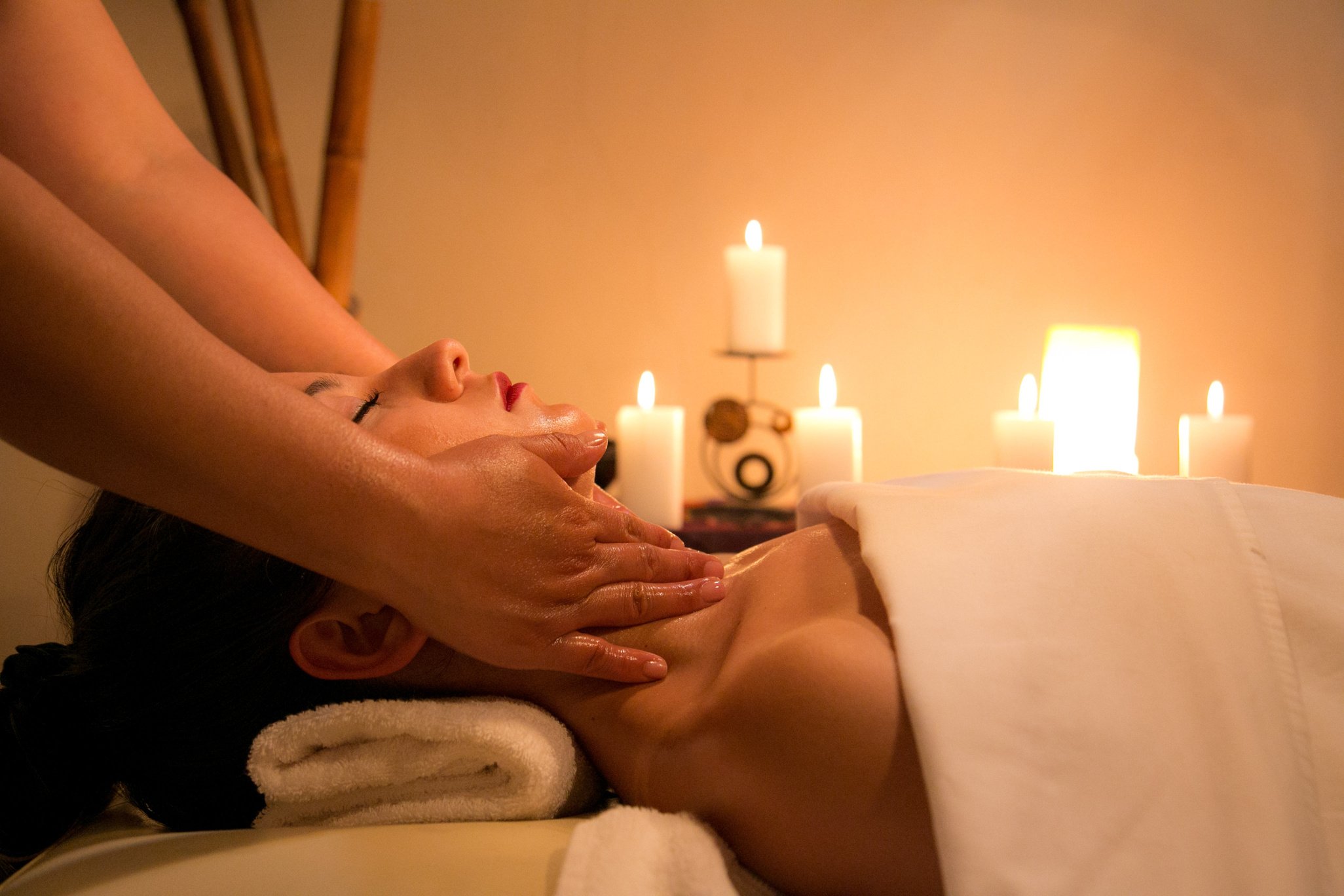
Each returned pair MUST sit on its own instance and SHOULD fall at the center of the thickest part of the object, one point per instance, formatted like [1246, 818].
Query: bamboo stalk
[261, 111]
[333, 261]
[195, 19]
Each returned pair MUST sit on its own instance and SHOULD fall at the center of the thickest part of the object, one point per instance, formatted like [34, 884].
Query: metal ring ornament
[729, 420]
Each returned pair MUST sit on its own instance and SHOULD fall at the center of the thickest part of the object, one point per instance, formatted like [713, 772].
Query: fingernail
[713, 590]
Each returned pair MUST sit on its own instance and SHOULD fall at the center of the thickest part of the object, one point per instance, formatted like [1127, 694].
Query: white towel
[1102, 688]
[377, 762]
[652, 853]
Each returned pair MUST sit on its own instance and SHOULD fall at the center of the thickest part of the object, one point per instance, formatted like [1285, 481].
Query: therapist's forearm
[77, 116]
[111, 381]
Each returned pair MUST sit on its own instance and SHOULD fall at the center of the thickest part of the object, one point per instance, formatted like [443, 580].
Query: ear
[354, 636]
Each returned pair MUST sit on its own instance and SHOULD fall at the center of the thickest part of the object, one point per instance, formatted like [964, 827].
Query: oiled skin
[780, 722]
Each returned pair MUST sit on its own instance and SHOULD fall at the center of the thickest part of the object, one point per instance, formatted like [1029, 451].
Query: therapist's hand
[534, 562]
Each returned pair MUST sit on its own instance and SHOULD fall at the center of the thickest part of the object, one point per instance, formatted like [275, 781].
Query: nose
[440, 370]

§ §

■ Requirements
Reproduce word for word the stretch of the listing from the line containing "like [964, 827]." through the end of the listing.

■ Solution
Each returned pair MUST sit on its own instance and SHOULD fall at the center of the thickest part of the object, one point per instance, formatted like [964, 827].
Query: oiled skin
[780, 722]
Each returned pair MUST sit on its own instance and SHOULD fall at the center of the thickest part of the object, one point per instance, formatted like [1029, 451].
Query: therapist's hand
[534, 562]
Each returned pair MUST sit on its own instance and SHOULD fall at the center of the thickest part of the object, one point per instance, formatted like [275, 781].
Query: nose
[440, 370]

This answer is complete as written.